Stated task: Format each line of the data below as a string in a single JSON list, one entry per line, leaving out blank lines.

Data for this task:
┏━━

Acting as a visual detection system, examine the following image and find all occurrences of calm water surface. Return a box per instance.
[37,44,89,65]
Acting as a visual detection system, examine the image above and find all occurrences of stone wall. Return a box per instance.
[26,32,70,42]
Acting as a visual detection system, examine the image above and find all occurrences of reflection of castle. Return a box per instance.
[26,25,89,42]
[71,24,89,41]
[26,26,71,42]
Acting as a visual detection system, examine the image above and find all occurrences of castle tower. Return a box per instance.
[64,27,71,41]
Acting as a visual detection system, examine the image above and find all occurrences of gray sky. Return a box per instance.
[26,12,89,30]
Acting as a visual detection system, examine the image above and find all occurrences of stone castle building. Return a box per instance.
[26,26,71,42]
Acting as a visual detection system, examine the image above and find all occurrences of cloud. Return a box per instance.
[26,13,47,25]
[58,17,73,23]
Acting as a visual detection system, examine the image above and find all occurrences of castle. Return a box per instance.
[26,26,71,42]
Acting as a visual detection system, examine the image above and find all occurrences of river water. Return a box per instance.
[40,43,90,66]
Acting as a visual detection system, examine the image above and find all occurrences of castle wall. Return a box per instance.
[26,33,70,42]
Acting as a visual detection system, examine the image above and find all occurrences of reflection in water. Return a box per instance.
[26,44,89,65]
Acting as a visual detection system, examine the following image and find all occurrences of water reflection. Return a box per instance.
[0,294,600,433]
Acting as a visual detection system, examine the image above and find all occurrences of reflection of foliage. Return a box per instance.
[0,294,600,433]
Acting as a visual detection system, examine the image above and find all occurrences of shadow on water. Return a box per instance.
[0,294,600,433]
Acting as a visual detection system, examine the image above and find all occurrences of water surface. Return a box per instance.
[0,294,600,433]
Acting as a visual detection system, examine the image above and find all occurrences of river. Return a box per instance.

┗━━

Answer to the exercise:
[
  "Acting as a visual detection system, examine the following image and find all occurrences of calm water surface. Return a box per instance.",
  "[37,44,89,65]",
  "Acting as a visual detection system, examine the image above and find all occurrences of stone wall. Return a box per instance.",
  "[26,32,70,42]",
  "Acting as a visual detection system, examine the image above and find all occurrences of reflection of castle. Return a box per instance.",
  "[26,25,89,42]",
  "[71,24,89,41]",
  "[26,26,71,42]",
  "Acting as a visual detection system, examine the image above and find all occurrences of castle tower. Return a box per instance.",
  "[64,27,71,41]",
  "Acting as a visual detection system, examine the image above and find all occurrences of gray sky. Return a box per instance.",
  "[26,12,89,30]",
  "Acting as a visual detection system, examine the image above and find all occurrences of stone castle building. Return a box per instance.",
  "[26,26,71,42]",
  "Acting as a visual detection system, examine the image above and find all occurrences of cloud. Return a box per instance.",
  "[26,13,47,25]",
  "[58,17,73,23]",
  "Acting as a visual detection system, examine the image above and find all occurrences of castle. Return a box per instance.",
  "[26,26,71,42]",
  "Acting as a visual detection system, examine the image above and find all occurrences of river water. Return a box per instance.",
  "[40,43,90,66]",
  "Acting as a visual detection system, examine the image above and find all occurrences of castle wall. Return a box per instance.",
  "[26,33,70,42]",
  "Acting as a visual detection system, examine the image above and find all occurrences of reflection in water. Return a box per instance.",
  "[26,44,89,65]",
  "Acting as a visual detection system, examine the following image and find all occurrences of water reflection. Return a box per instance.",
  "[0,294,600,433]",
  "Acting as a visual detection system, examine the image above and find all occurrences of reflection of foliage. Return a box per instance.",
  "[0,294,600,433]",
  "Acting as a visual detection system, examine the image above and find all occurrences of shadow on water. Return a box per instance.",
  "[0,294,600,433]",
  "Acting as a visual detection system, examine the image above and find all occurrences of water surface. Return a box per instance.",
  "[0,294,600,433]",
  "Acting as a visual detection system, examine the image above and find all occurrences of river. Return a box per instance."
]